-- Exercise details --
Each record below should be repeated precisely as written.

☆ ☆ ☆ ☆ ☆

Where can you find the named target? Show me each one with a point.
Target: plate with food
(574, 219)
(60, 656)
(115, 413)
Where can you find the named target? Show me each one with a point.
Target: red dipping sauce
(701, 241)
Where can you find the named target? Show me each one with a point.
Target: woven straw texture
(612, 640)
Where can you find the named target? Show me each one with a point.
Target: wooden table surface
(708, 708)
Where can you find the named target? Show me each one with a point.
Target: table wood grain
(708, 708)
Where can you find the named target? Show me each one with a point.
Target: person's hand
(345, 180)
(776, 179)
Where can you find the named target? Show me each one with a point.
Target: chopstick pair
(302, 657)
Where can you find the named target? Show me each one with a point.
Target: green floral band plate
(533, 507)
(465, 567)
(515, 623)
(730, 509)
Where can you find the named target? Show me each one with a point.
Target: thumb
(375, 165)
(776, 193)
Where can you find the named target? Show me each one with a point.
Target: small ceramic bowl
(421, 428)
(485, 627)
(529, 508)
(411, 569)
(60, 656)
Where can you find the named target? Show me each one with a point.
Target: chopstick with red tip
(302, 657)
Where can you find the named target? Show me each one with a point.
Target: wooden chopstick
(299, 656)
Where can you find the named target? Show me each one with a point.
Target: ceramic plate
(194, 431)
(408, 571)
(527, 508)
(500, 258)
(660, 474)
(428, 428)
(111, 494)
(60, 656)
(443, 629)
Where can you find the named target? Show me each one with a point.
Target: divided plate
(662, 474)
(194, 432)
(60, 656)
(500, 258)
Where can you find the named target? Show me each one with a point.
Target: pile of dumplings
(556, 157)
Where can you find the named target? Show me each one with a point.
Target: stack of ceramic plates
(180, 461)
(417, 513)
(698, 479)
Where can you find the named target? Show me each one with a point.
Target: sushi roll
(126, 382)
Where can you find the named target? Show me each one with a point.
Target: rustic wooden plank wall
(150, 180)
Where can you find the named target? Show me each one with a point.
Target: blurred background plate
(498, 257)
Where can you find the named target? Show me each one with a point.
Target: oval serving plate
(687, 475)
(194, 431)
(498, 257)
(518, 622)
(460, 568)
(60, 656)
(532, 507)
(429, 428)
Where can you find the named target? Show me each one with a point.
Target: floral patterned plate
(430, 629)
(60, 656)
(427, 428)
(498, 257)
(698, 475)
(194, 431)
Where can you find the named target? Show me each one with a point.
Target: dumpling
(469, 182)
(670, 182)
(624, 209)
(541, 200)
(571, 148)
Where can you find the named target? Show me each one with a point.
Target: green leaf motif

☆ ☆ ☆ ☆ ☆

-- Answer to the problem --
Where can you find the named target? Show me each one with a point.
Target: plate with food
(574, 219)
(60, 656)
(115, 413)
Where can you find the named target? Show me each one with a point.
Target: red dipping sauce
(701, 241)
Where can you find the named target? Show me each one with a point.
Target: woven straw texture
(612, 640)
Where can you find the named target? Show me each one with a point.
Target: wooden table surface
(708, 708)
Where can you find the named target? Show me each one with a point.
Target: table wood grain
(708, 708)
Where can you find the named target? Show me each one with a point.
Target: person's hand
(345, 180)
(776, 179)
Where can you find the named target? Show me each one with a point.
Target: chopstick pair
(302, 657)
Where can you find the named target? Show me each one with a point.
Target: green floral band plate
(533, 507)
(465, 567)
(515, 623)
(730, 509)
Where can you find the named target? Show me each one with a point.
Target: thumb
(375, 165)
(776, 193)
Where can you find the named target? Show me each one with a point.
Target: small ceramic bowl
(421, 428)
(485, 627)
(529, 508)
(411, 569)
(60, 656)
Where can you find the named target? Show me each one with a point.
Target: chopstick with red tip
(302, 657)
Where can you find the named target? Show me each one with a point.
Target: wooden chopstick
(299, 656)
Where can you find the named target? Show me each one with a point.
Target: ceramic plate
(194, 431)
(408, 571)
(527, 508)
(500, 258)
(660, 474)
(428, 428)
(111, 494)
(60, 656)
(443, 629)
Where can you find the named target? Show me each one with a point.
Target: divided plate
(662, 474)
(194, 432)
(60, 656)
(500, 258)
Where can you find the named target? Show me each one with a point.
Target: pile of dumplings
(556, 157)
Where can you find the named target? Show me each one with a point.
Target: stack of ceramic plates
(180, 461)
(417, 513)
(698, 479)
Where can you find the named target? Show me each one with a point.
Target: sushi roll
(126, 382)
Where can you find the named target? Show me each one with a point.
Target: rustic wooden plank wall
(150, 180)
Where can you find the named target? Show me each one with a point.
Target: blurred background plate
(498, 257)
Where can you find the named target? Show me each one with a point.
Target: oval serving plate
(687, 475)
(194, 431)
(498, 257)
(518, 622)
(460, 568)
(60, 656)
(532, 507)
(429, 428)
Where can you find the named target? Show me each one with a point.
Target: floral patterned plate
(430, 629)
(60, 656)
(427, 428)
(498, 257)
(698, 475)
(194, 431)
Where can you find the named target? Show me each one with a point.
Target: dumpling
(469, 182)
(670, 182)
(624, 209)
(541, 200)
(571, 148)
Where can you find the named target? Show me each one with a point.
Target: green leaf motif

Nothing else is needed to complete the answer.